SOURCE EXTRACT:
A cold front brought cooler conditions on August 8, changing wind patterns to blow in from the northwest. The winds made the fire run into itself on the western and northern ends, but was more problematic on the southern edge. Containment increased to 19%. The fire grew to 71,554 acre, but despite the persistent growth and possibility of lightning into August 9, containment jumped to 36%. Successful suppression efforts continued, and on August 15, 52% containment was achieved. Cloud cover aided firefighters, who were still prioritizing on protecting critical infrastructure in Burrville, Monroe, Glenwood, and Annabella.

ACTION ITEM: Continue the account of the fire's spread and containment from where it stops.

DATA SUPPLIED:
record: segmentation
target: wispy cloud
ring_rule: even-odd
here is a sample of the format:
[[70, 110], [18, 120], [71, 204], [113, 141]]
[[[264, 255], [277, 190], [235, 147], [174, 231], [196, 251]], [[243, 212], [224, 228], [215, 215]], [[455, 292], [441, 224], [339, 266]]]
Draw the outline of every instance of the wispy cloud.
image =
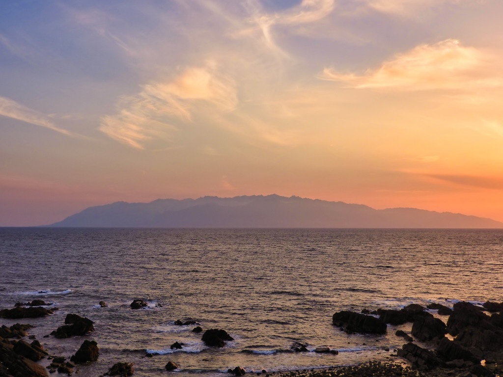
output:
[[361, 2], [378, 12], [408, 16], [426, 8], [446, 4], [480, 4], [484, 0], [361, 0]]
[[56, 126], [45, 114], [6, 97], [0, 97], [0, 115], [49, 128], [64, 135], [71, 135], [66, 130]]
[[493, 190], [503, 189], [503, 179], [500, 177], [448, 174], [426, 174], [424, 175], [464, 186]]
[[103, 117], [99, 129], [113, 139], [142, 149], [154, 135], [169, 138], [167, 131], [176, 123], [192, 121], [195, 112], [231, 111], [238, 103], [234, 86], [213, 62], [188, 67], [173, 80], [152, 82], [142, 85], [136, 95], [123, 96], [117, 104], [117, 113]]
[[474, 47], [447, 39], [435, 44], [421, 45], [398, 54], [378, 68], [362, 75], [325, 68], [320, 78], [357, 88], [414, 90], [500, 85], [503, 84], [501, 77], [485, 71], [488, 59], [483, 52]]

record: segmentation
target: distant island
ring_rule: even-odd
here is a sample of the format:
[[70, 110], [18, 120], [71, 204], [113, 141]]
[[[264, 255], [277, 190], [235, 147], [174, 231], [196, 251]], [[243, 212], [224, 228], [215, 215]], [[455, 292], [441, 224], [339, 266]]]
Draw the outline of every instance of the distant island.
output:
[[416, 208], [375, 210], [360, 204], [272, 195], [117, 202], [87, 208], [48, 225], [111, 228], [501, 228], [490, 219]]

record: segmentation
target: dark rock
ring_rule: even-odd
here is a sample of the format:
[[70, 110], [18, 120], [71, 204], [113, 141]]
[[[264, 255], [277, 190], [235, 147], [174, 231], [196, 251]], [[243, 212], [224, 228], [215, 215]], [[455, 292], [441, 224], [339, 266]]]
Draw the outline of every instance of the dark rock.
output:
[[180, 367], [173, 361], [168, 361], [165, 366], [166, 370], [174, 370], [176, 369], [178, 369], [179, 367]]
[[0, 338], [0, 375], [47, 377], [46, 369], [15, 352], [14, 345]]
[[183, 347], [178, 342], [175, 342], [171, 345], [170, 347], [172, 349], [182, 349]]
[[417, 316], [414, 321], [411, 331], [412, 336], [422, 341], [443, 338], [447, 332], [445, 324], [431, 313], [424, 314], [425, 315]]
[[63, 339], [71, 336], [82, 336], [89, 332], [94, 331], [94, 322], [90, 319], [80, 317], [77, 314], [68, 314], [64, 323], [69, 324], [58, 327], [51, 333], [56, 338]]
[[0, 337], [6, 338], [22, 338], [28, 335], [26, 330], [33, 327], [31, 325], [22, 325], [20, 323], [16, 323], [10, 327], [8, 327], [5, 325], [2, 325], [2, 327], [0, 328]]
[[[40, 343], [38, 343], [40, 344]], [[14, 344], [14, 352], [33, 361], [38, 361], [47, 355], [47, 353], [38, 347], [33, 347], [24, 340], [19, 340]]]
[[397, 336], [401, 336], [407, 342], [411, 342], [414, 340], [411, 336], [409, 336], [405, 331], [401, 330], [397, 330], [395, 335]]
[[384, 334], [386, 329], [386, 323], [378, 318], [348, 311], [334, 313], [332, 323], [348, 333]]
[[204, 332], [201, 340], [210, 347], [223, 347], [226, 340], [234, 340], [234, 338], [224, 330], [209, 329]]
[[408, 360], [420, 370], [429, 370], [444, 364], [431, 351], [422, 348], [413, 343], [404, 344], [398, 349], [397, 354]]
[[317, 347], [314, 350], [316, 353], [328, 353], [330, 352], [330, 348], [328, 347]]
[[109, 375], [120, 375], [129, 377], [134, 373], [132, 362], [117, 362], [108, 370]]
[[232, 369], [232, 373], [233, 373], [235, 375], [244, 375], [246, 372], [246, 371], [244, 368], [241, 368], [240, 366], [236, 366], [233, 369]]
[[52, 305], [52, 303], [46, 303], [43, 300], [34, 300], [31, 303], [27, 303], [28, 306], [42, 306], [43, 305]]
[[488, 322], [489, 319], [480, 307], [464, 301], [456, 303], [447, 320], [447, 332], [455, 336], [462, 329], [469, 326], [476, 326], [482, 322]]
[[426, 307], [429, 309], [438, 310], [438, 314], [441, 316], [450, 316], [452, 313], [452, 309], [450, 308], [448, 308], [441, 304], [433, 303], [432, 304], [429, 304], [426, 306]]
[[290, 347], [290, 349], [296, 352], [309, 352], [307, 349], [307, 344], [305, 344], [300, 342], [295, 342]]
[[18, 318], [38, 318], [52, 314], [54, 309], [49, 310], [41, 307], [30, 307], [23, 308], [18, 306], [12, 309], [3, 309], [0, 310], [0, 317], [11, 319]]
[[75, 362], [96, 361], [99, 354], [98, 343], [94, 340], [86, 339], [75, 354], [70, 358], [70, 360]]
[[480, 363], [480, 359], [457, 342], [449, 340], [444, 337], [437, 347], [437, 354], [446, 361], [463, 360], [475, 363]]
[[473, 365], [470, 369], [472, 374], [477, 377], [494, 377], [494, 373], [480, 364]]
[[490, 301], [486, 301], [482, 305], [482, 306], [486, 310], [491, 313], [503, 311], [503, 303], [493, 303]]
[[133, 302], [130, 304], [129, 306], [132, 309], [140, 309], [142, 308], [148, 306], [148, 304], [142, 300], [136, 299], [133, 300]]

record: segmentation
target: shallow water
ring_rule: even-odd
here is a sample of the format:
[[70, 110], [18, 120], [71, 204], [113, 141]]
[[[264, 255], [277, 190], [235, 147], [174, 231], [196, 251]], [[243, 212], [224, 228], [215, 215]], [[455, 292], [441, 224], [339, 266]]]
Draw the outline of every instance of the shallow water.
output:
[[[100, 358], [80, 367], [81, 376], [119, 361], [134, 362], [135, 376], [165, 375], [169, 360], [181, 365], [178, 376], [224, 376], [238, 365], [270, 371], [386, 359], [403, 343], [395, 331], [406, 326], [348, 335], [332, 326], [332, 315], [503, 301], [502, 241], [499, 230], [0, 228], [0, 308], [36, 298], [59, 307], [21, 322], [35, 324], [30, 334], [54, 354], [69, 357], [83, 339], [96, 340]], [[130, 309], [136, 298], [149, 308]], [[42, 337], [69, 313], [95, 321], [96, 331]], [[224, 329], [235, 340], [207, 347], [178, 319]], [[184, 348], [173, 351], [175, 341]], [[284, 351], [295, 341], [311, 352]], [[312, 352], [321, 346], [339, 354]]]

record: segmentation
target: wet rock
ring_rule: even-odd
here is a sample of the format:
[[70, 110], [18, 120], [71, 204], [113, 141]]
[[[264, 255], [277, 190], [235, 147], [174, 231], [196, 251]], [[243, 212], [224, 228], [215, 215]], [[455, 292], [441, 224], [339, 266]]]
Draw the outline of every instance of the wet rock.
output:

RESULT FOR THIS TASK:
Lightning posed a safety risk to firefighters, prompting them to be pulled off the fire. Cloud cover and cooler temperatures led to the fire's primary activities smoldering and creeping. As containment increased to 86% on August 21, focus changed to suppression repair efforts in Koosharem and Magleby. Two helicopters were released to fight other blazes throughout the state. Moisture was expected to increase due to the monsoon. Evacuations ordered on July 25 were lifted one month later in Bear Valley and Bagleby Ranch. Land owned by the State and Bureau of Land Management reopened.

The Monroe Canyon Fire reached 100% containment on September 5, after burning 73,721 acre. Closure orders for Fishlake National Forest would be reduced on September 6.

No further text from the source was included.